*本文*.
++++++
新条アカネを救いたい。
SSSS.GRIDMAN9話「夢・想」感想。ネタバレ有り。
- 目を覚ませば誰かの口ずさむ「believe」が聞こえ、記憶が無くて自分が誰なのかも分からない。そんな1話と同じ流れをなぞっていった9話だったが、違かったのは横で看ていてくれたのが六花ではなくアカネであったこと。元々でさえ創られた世界なのにさらにアカネの創る夢の世界に放り込まれた3人はそれぞれでアカネと対峙することに。
- 1話と同じ流れなのに何かが違う。そんなズレ、そして違和感が積み重なった末に真相にたどり着く様子にゾクゾクした。バスの降車ボタンとかもあって、本作にまどマギ叛逆を想起してるのは自分だけじゃないと思う。CV.上田麗奈的にはCaligulaと<harmony/>も。
■3人との夢
裕太と内海と六花、三者三様に夢を見るが、それはいつか覚めるものという意味での夢であった。対してアカネが3人と見た夢はいつかありつきたいという意味での夢であった。裕太と恋をして、内海と怪獣の話をして、六花と特別な関係("親友"では表現不足な可能性があるので暫定表現で)でいたい。そんな世界をアカネは望んでいたのだろうか。しかし想いは3人には届かなかった。
裕太「これは夢だ。」
アカネ『ずっと夢ならいいって思わない?』
裕太「夢だから目覚めるんだよ。皆同じ。それは新条さんも。」
アカネ『私はずっと夢を見ていたいんだ。』
裕太「俺はそっちには行けない。」
内海「これは夢だ。だって俺の友達がいない。」
アカネ『私は?友達じゃないの?』
内海「もし俺と新条さんが本当にこういう形で出会えていたなら友達だったのかもしれない。」
六花「これ、夢だったんだね。」
アカネ『夢でもいいじゃん。一緒に行こうよ、このまま。』
六花「私は行けない。」
9話のアカネは心の底から楽しんでいる表情を、これまで見せたことない表情をいくつも見せてくれた。
裕太の横で見せるからかい上手の笑顔、内海の横で趣味話に没頭する時の笑顔、六花の横で年相応のノリにはしゃぐ笑顔。三者三様の夢を見させて、三者と三様に夢を見た。それでも、待っていたのは3人から同じ言葉で突き放される夢の終わりだった。アカネの気持ちを想うとただただ辛い。
■使命とは
放映前のPVから使われていた「思い出してくれ、君の使命を!」というグリッドマンの台詞。記憶喪失で自分の使命を思い出せず、そして今の自分を省みても、自分のやるべきことに思い悩む裕太がいた。
俺のするべきこと、俺にしかできないことをやった。
グリッドマンと一緒に。でも…。(2話)
その後も何かを掴みかけてはいるようだが、はっきりと方向が定まっていなかった裕太。また8話では内海と六花が方向性の違いでぶつかり合った。アカネの犯行声明に対して、協力して倒そうと言う内海とそれを良く思わない六花。
++++++
[位置アノテーションデータセット抜粋]

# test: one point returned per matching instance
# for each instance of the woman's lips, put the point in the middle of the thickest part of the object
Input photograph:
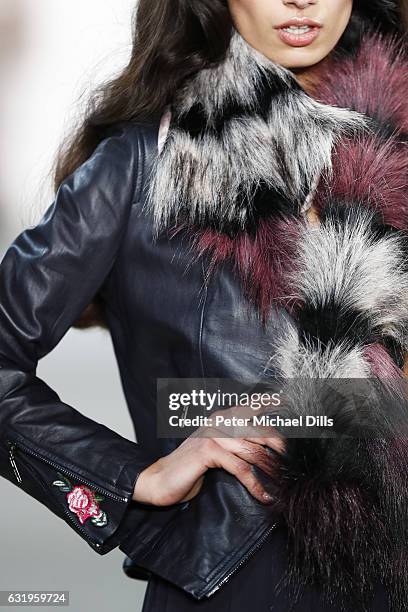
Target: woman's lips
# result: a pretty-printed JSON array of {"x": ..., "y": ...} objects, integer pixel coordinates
[{"x": 298, "y": 32}]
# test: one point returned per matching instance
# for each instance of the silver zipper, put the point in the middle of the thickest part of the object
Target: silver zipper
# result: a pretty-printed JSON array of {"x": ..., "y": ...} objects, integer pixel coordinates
[
  {"x": 14, "y": 464},
  {"x": 13, "y": 445},
  {"x": 244, "y": 559}
]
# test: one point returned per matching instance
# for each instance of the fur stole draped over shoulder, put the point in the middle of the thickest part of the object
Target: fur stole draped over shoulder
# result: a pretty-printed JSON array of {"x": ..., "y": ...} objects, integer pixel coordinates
[{"x": 247, "y": 151}]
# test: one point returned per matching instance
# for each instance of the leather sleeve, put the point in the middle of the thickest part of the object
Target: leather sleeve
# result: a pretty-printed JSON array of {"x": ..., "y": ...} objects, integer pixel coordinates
[{"x": 81, "y": 470}]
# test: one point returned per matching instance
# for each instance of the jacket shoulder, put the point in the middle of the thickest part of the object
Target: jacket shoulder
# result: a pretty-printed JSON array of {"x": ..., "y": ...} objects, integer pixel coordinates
[{"x": 141, "y": 137}]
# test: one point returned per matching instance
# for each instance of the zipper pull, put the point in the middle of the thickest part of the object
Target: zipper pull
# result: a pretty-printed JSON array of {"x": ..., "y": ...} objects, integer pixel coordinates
[{"x": 14, "y": 464}]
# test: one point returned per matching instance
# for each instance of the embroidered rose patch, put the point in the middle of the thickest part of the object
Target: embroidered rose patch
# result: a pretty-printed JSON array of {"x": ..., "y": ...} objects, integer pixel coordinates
[{"x": 83, "y": 502}]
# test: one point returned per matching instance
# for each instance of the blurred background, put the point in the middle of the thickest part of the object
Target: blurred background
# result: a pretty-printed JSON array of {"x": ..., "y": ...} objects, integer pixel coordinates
[{"x": 51, "y": 52}]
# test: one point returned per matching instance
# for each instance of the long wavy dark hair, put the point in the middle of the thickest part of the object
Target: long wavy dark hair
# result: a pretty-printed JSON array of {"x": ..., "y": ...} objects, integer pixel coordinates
[{"x": 172, "y": 40}]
++++++
*課題*.
A – 次の(i)〜(iii)がそれぞれ本文と合っているかを、はい・いいえと、決め手となる本文の語句をそのまま引用して答えてください。(i) アカネが3人と見た夢は、いつか覚めるものという意味での夢だった。(ii) 9話で、目を覚ましたときに横で看ていてくれたのは六花ではなくアカネだった。(iii) 8話では内海と六花が方向性の違いでぶつかり合った。
B – 本文の「SSSS.GRIDMAN9話「夢・想」感想。ネタバレ有り。」から下って「裕太「俺はそっちには行けない。」」までを、一字も変えずにすべて書き出すこと。
C – 本文によると、放映前のPVから使われていたグリッドマンの台詞は何か。

*解答*.
A –
(i) いいえ:「対してアカネが3人と見た夢はいつかありつきたいという意味での夢であった。」
(ii) はい:「違かったのは横で看ていてくれたのが六花ではなくアカネであったこと」
(iii) はい:「また8話では内海と六花が方向性の違いでぶつかり合った。」

B –
SSSS.GRIDMAN9話「夢・想」感想。ネタバレ有り。
- 目を覚ませば誰かの口ずさむ「believe」が聞こえ、記憶が無くて自分が誰なのかも分からない。そんな1話と同じ流れをなぞっていった9話だったが、違かったのは横で看ていてくれたのが六花ではなくアカネであったこと。元々でさえ創られた世界なのにさらにアカネの創る夢の世界に放り込まれた3人はそれぞれでアカネと対峙することに。
- 1話と同じ流れなのに何かが違う。そんなズレ、そして違和感が積み重なった末に真相にたどり着く様子にゾクゾクした。バスの降車ボタンとかもあって、本作にまどマギ叛逆を想起してるのは自分だけじゃないと思う。CV.上田麗奈的にはCaligulaと<harmony/>も。
■3人との夢
裕太と内海と六花、三者三様に夢を見るが、それはいつか覚めるものという意味での夢であった。対してアカネが3人と見た夢はいつかありつきたいという意味での夢であった。裕太と恋をして、内海と怪獣の話をして、六花と特別な関係("親友"では表現不足な可能性があるので暫定表現で)でいたい。そんな世界をアカネは望んでいたのだろうか。しかし想いは3人には届かなかった。
裕太「これは夢だ。」
アカネ『ずっと夢ならいいって思わない?』
裕太「夢だから目覚めるんだよ。皆同じ。それは新条さんも。」
アカネ『私はずっと夢を見ていたいんだ。』
裕太「俺はそっちには行けない。」

C – 「思い出してくれ、君の使命を!」